**Job**
Give back, unchanged, each line from the one containing "Where can the cloudy" through the last line of the entries below.

**Data supplied**
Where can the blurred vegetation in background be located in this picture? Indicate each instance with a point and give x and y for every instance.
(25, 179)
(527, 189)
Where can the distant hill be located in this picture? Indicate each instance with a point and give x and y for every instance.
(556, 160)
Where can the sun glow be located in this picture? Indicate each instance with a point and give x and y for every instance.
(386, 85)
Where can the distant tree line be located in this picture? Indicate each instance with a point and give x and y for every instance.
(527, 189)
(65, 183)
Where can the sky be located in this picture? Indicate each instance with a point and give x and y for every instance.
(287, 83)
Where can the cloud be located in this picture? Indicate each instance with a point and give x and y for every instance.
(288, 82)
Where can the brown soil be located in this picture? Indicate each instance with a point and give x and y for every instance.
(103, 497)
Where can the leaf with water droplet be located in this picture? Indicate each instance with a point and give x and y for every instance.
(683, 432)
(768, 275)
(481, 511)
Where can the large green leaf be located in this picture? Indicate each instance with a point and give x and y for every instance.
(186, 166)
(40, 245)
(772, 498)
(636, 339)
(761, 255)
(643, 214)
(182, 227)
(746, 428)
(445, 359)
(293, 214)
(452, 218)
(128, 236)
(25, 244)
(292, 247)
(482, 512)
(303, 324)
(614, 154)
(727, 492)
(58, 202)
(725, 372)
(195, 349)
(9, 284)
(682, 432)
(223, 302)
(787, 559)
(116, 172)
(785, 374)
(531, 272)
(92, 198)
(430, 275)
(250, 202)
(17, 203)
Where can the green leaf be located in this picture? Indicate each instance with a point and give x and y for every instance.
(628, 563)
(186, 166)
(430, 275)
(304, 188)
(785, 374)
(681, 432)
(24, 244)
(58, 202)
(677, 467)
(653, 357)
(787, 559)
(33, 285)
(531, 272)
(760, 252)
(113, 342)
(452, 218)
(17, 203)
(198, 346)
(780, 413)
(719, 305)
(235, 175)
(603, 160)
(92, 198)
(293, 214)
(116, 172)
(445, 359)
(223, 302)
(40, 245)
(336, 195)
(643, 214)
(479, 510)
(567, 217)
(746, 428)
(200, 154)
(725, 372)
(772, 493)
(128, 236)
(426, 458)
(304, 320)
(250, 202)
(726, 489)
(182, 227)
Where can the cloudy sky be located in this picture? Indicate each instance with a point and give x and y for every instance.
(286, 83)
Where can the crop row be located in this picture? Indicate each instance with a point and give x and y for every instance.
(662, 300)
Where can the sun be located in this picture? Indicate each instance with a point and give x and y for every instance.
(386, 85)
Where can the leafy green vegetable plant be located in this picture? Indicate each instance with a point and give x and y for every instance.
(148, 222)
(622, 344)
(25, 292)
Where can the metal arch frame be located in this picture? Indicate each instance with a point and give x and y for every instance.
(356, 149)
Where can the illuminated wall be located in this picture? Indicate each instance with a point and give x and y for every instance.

**Response**
Where can the cloudy sky be located in this picture? Indicate each instance with a point and give x and y for every instance.
(286, 83)
Where can the crop row be located in this picture? Indicate each instance with a point and give x and y for every instance.
(662, 300)
Where can the sun be located in this picture? Indicate each instance with a point and give x and y for every instance.
(386, 85)
Where can the leafy green vegetable plant be located in this picture? Indicate each instance with a point and give x and y for every instance.
(148, 222)
(622, 344)
(25, 292)
Where can the metal arch frame be located in this picture? Indicate each instance with a point and give x and y for every instance.
(356, 149)
Where can the illuminated wall be located in this picture? Indicate each instance with a point and give x and y for every instance.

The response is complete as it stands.